▶ [TASKS TO CARRY OUT]
**1)** According to the air quality excerpt, why did the study focus on only three pollutants?
**2)** Quote the air quality excerpt from "Seasonal pollutant variations: (a)" up to and including "SO2 and O3.".

EXCERPT TO READ section start

Seasonal pollutant variations: (a) Summer (DJF) (b) Autumn (MAM) (c) Winter (JJA) (d) Spring (SON). *the blue line indicates the annual South African National Ambient Air Quality Standard threshold (60ppb for O3, 19 ppb for SO2 and 10 ug/m3).

Table 1

Descriptive statistics PM10, SO2 and O3.

PM10	Summer	Autumn	Winter	Spring
Mean	28.99	33.32	61.71	48.44
Median	24.69	26.18	50.46	39.46
Standard deviation	21.68	31.77	51.32	39.95
Maximum	401.29	224.49	428.21	371
SO2	Summer	Autumn	Winter	Spring
Mean	4.45	3.19	5.65	3.54
Median	2.51	2.10	3.52	1.97
Standard deviation	7.02	7.56	9.70	5.57
Maximum	163.99	209.26	244.23	127.81
O3	Summer	Autumn	Winter	Spring
Mean	40.97	21.01	15.90	33.59
Median	40.13	18.54	4.92	34.62
Standard deviation	17.05	19.05	19.82	19.68
Maximum	196.02	179.56	193.68	151.12

The study had limitations which included that it only focused on three pollutants due to the unavailability of data on other pollutants including PM2.5, BC, CO, NOx and NO2. This limited the level of in-depth understanding regarding the extends of air pollution within the settlement. Also, the other limitation is concerning the period as the study was only able to focus on a year cycle. For future studies, the authors intend to focus on long term analysis of other pollutants that include (PM10, SO2, O3, PM2.5, NO2, BC, CO, heavy metals) within the settlement. The understanding of long-term patterns of all criteria pollutants can enable the crafting of future appropriate mitigation intervention strategies in the community to enable the improvement of clean air. Furthermore, future studies will also focus on the involvement of communities to understand the level of knowledge regarding air quality issues.

EXCERPT TO READ section end
DATASET EXCERPTS section start

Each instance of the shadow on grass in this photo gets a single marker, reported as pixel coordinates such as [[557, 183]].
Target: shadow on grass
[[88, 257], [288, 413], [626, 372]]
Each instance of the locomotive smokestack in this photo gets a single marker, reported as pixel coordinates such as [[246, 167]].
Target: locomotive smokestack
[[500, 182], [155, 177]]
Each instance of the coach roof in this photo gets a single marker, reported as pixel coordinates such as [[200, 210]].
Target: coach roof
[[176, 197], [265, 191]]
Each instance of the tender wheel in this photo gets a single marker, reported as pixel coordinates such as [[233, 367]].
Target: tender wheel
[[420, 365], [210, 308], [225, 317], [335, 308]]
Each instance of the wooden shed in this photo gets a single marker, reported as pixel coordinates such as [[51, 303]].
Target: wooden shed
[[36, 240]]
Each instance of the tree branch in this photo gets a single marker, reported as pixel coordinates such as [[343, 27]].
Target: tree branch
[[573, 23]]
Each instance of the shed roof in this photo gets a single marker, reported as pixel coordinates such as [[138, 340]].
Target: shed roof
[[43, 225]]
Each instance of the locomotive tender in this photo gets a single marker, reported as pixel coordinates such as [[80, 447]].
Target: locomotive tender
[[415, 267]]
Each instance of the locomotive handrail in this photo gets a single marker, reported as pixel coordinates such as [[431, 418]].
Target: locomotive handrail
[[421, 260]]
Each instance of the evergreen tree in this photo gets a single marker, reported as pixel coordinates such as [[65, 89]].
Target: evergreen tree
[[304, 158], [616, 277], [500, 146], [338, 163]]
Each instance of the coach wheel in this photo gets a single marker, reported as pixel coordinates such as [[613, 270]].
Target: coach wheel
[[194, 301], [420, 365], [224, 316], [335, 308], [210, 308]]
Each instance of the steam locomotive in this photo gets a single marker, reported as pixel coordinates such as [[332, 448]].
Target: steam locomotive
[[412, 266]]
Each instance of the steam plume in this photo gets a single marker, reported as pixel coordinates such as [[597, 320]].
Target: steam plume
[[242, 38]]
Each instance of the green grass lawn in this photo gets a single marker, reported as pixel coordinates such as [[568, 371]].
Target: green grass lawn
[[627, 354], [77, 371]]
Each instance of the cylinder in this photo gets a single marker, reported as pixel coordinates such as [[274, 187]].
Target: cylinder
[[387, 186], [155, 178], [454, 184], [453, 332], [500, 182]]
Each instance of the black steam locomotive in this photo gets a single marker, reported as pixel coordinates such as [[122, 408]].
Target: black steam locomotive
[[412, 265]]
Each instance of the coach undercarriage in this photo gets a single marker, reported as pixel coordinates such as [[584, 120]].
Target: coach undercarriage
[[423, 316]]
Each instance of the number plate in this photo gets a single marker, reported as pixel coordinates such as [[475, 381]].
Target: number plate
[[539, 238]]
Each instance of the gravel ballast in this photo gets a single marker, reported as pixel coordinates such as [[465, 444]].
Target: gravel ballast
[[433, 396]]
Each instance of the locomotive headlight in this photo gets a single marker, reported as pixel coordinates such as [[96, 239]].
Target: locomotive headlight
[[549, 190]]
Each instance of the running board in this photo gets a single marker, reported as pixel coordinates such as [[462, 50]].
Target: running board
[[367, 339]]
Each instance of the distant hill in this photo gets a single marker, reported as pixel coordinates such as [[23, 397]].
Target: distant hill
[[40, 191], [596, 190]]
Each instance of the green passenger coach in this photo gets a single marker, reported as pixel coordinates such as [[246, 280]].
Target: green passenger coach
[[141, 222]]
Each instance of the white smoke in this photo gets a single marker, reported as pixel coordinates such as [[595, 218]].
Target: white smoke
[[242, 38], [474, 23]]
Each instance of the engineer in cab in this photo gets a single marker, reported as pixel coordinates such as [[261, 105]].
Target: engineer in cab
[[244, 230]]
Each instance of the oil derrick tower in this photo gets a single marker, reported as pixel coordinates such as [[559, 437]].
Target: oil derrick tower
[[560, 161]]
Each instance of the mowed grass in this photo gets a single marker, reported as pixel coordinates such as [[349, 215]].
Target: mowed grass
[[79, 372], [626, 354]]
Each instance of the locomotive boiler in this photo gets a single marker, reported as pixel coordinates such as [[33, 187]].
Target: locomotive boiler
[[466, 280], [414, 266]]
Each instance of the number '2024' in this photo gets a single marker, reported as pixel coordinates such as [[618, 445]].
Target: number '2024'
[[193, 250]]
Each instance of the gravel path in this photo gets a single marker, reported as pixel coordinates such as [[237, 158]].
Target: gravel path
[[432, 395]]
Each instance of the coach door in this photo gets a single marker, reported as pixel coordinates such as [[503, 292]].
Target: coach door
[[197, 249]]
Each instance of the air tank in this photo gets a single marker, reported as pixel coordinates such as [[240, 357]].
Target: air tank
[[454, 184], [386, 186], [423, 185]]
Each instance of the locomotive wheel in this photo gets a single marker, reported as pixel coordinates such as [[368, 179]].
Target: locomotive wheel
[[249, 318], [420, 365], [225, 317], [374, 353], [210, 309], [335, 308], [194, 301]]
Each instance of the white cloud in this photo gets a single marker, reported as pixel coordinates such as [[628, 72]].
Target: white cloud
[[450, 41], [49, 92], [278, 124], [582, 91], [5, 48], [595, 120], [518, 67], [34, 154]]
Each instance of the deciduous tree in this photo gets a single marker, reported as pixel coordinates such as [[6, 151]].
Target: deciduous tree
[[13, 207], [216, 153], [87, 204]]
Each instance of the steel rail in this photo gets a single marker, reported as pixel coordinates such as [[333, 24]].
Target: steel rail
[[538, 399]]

DATASET EXCERPTS section end

▶ [RESPONSES BY ITEM NUMBER]
**1)** Data on other pollutants, including PM2.5, BC, CO, NOx and NO2, were unavailable.

**2)**
Seasonal pollutant variations: (a) Summer (DJF) (b) Autumn (MAM) (c) Winter (JJA) (d) Spring (SON). *the blue line indicates the annual South African National Ambient Air Quality Standard threshold (60ppb for O3, 19 ppb for SO2 and 10 ug/m3).

Table 1

Descriptive statistics PM10, SO2 and O3.